[Extracted material]
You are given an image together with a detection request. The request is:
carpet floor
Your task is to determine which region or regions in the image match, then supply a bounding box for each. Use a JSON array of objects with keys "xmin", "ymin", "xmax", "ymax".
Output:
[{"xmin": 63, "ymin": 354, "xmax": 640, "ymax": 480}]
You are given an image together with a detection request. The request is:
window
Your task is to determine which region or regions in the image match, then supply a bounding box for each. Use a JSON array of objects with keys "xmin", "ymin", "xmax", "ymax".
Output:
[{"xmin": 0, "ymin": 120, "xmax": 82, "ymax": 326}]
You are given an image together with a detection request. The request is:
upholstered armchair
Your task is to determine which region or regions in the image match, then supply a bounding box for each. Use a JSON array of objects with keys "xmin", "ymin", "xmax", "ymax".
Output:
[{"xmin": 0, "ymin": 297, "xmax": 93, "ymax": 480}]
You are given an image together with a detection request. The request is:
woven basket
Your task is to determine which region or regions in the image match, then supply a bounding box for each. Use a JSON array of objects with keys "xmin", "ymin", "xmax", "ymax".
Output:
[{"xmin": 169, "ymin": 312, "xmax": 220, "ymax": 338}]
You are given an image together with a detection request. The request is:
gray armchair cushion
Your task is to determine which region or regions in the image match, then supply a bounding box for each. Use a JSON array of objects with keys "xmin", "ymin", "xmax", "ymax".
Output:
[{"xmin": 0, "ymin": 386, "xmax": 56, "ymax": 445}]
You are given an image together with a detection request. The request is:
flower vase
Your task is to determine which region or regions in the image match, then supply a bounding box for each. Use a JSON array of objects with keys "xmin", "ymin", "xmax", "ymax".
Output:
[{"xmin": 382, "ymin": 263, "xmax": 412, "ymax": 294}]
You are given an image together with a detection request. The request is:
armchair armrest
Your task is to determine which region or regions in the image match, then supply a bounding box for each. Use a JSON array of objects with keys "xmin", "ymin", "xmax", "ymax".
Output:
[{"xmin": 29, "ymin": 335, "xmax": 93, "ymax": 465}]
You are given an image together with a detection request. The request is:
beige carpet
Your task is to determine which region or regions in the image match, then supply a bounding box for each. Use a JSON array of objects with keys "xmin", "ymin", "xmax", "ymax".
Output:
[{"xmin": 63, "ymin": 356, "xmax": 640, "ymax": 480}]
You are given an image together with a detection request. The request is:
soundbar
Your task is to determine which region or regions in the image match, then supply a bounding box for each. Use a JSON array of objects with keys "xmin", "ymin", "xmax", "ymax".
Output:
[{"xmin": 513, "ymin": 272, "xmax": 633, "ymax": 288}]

> [Exercise]: Return the lines of this material above, unchanged.

> [Output of the exercise]:
You are given an image together with a detection request. The request is:
carpet floor
Your task is to determine which region or regions in the image match, then supply a bounding box for each. Use a JSON array of objects with keys "xmin", "ymin", "xmax", "ymax".
Output:
[{"xmin": 63, "ymin": 354, "xmax": 640, "ymax": 480}]
You are given an image together with a detection request. The request is:
window
Your task is to determine which region or regions in the image match, then supply a bounding box for each. Use a JSON array of objects with keys "xmin", "ymin", "xmax", "ymax".
Output:
[{"xmin": 0, "ymin": 120, "xmax": 82, "ymax": 326}]
You are given an image together with a detection request. The request is:
upholstered armchair
Your task is to determine which region or regions in the image match, then supply a bounding box for each. Use a JSON array of objects with keys "xmin", "ymin", "xmax", "ymax".
Output:
[{"xmin": 0, "ymin": 297, "xmax": 93, "ymax": 480}]
You are given an image together with a detection request. The request is:
woven basket
Your task is to determine which region or regions in the image match, then supply a bounding box for each. Use a JSON array of objects with keys "xmin", "ymin", "xmax", "ymax".
Output:
[{"xmin": 169, "ymin": 312, "xmax": 220, "ymax": 338}]
You are given an image together with a detection request. The request is:
gray armchair cushion
Your task is to determine which region or regions in the image match, then supply a bounding box for each. Use a JSON array of objects with keys "xmin", "ymin", "xmax", "ymax".
Output:
[{"xmin": 0, "ymin": 386, "xmax": 56, "ymax": 445}]
You are given an image together with a detection request. The request is:
flower vase
Your task is to determine which region or regions in the image match, then supply a bounding box for each. Use a JSON array of objects with keys "xmin", "ymin", "xmax", "ymax".
Output:
[{"xmin": 382, "ymin": 263, "xmax": 412, "ymax": 294}]
You are given an image together with a detection request. The request is:
armchair armrest
Your task is to determine which region or regions in the image match, then supply a bounding box for each. Use a JSON array of objects with keys "xmin", "ymin", "xmax", "ymax".
Output:
[{"xmin": 29, "ymin": 335, "xmax": 93, "ymax": 465}]
You are given an image together with a detection request. The request is:
beige carpet
Your task is to determine which region or regions in the image match, then supply a bounding box for each. Use a JSON array of objects with keys "xmin", "ymin", "xmax", "ymax".
Output:
[{"xmin": 63, "ymin": 356, "xmax": 640, "ymax": 480}]
You are given an image together with a detection request. The request is:
soundbar
Your task is to determine which region or regions in the image match, then supply a bounding box for each. Use a JSON array of objects with keys "xmin", "ymin", "xmax", "ymax".
Output:
[{"xmin": 513, "ymin": 272, "xmax": 633, "ymax": 288}]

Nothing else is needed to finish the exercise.